#### Exercise brief:
Reproduce word for word the part of the passage below on threats against journalist Lepa Dzhundeva, starting with the words "Dzhundeva, a reporter" and ending with "spoke with CPJ.".

#### Excerpted passage:
= = = =
Dzhundeva, a reporter for privately owned channel TV 24, has received dozens of social media messages with nationalistic slurs, sexist and misogynistic comments, and threats of sexual and physical violence since June 3, 2024, according to a statement by the independent trade group Association of Journalists of Macedonia and the journalist, who spoke with CPJ.
The threats began after Bogdan Ilievski, a columnist for news website Off.net, published an eight-second video excerpt of Dzhundeva’s June 3 interview with a Greek member of parliament on his Facebook page and his outlet posted the same excerpt on its website critical of Dzhundeva for using the country’s internationally acknowledged name—North Macedonia. CPJ’s social media messages to Ilievski did not receive a reply.
“North Macedonia authorities should swiftly and thoroughly investigate the threats received by journalist Lepa Dzhundeva and bring the perpetrators to justice,” said Attila Mong, CPJ’s Europe representative. “Threatening a journalist because of her coverage is completely unacceptable, and police must show they take Dzhundeva’s situation seriously and ensure her safety.”
The Association of Journalists of Macedonia filed a criminal complaint with the police on behalf of Dzhundeva but has not received an update as of June 28, 2024, the association’s senior researcher Milan Spirovski told CPJ.
= = = =
#### Dataset excerpts:
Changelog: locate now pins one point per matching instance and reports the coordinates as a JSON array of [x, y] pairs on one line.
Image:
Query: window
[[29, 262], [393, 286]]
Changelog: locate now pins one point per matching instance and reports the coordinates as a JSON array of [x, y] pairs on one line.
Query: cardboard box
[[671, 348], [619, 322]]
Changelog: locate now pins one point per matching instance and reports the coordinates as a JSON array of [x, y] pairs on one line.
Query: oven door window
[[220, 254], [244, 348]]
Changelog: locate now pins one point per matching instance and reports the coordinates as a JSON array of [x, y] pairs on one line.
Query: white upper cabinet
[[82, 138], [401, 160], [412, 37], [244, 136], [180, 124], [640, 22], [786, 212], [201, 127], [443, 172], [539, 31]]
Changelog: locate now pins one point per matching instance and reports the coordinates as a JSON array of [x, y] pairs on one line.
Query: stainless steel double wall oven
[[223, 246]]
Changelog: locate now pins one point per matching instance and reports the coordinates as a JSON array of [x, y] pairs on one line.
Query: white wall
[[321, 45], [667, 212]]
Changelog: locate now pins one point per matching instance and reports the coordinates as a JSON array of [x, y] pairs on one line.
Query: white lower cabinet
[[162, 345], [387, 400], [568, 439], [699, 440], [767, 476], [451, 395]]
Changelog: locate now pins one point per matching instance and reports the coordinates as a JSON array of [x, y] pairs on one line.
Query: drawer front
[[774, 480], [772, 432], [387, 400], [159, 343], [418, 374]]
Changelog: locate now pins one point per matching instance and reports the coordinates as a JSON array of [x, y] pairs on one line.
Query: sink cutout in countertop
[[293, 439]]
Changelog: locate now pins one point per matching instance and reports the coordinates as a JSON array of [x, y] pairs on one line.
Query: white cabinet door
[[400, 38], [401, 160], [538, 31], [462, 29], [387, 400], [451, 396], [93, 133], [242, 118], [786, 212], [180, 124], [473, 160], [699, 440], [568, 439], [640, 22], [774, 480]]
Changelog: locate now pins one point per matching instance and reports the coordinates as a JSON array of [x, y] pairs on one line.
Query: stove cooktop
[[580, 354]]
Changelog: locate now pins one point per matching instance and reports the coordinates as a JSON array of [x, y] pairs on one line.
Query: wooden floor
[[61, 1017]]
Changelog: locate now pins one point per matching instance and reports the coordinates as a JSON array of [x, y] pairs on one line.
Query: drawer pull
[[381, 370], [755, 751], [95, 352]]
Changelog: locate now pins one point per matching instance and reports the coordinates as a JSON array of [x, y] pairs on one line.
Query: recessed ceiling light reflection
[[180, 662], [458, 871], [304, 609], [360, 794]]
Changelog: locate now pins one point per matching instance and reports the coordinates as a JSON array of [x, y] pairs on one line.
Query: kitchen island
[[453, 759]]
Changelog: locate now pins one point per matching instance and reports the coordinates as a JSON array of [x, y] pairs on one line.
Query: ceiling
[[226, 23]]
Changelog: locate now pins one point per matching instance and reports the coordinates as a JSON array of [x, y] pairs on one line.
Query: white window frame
= = = =
#### Answer section:
Dzhundeva, a reporter for privately owned channel TV 24, has received dozens of social media messages with nationalistic slurs, sexist and misogynistic comments, and threats of sexual and physical violence since June 3, 2024, according to a statement by the independent trade group Association of Journalists of Macedonia and the journalist, who spoke with CPJ.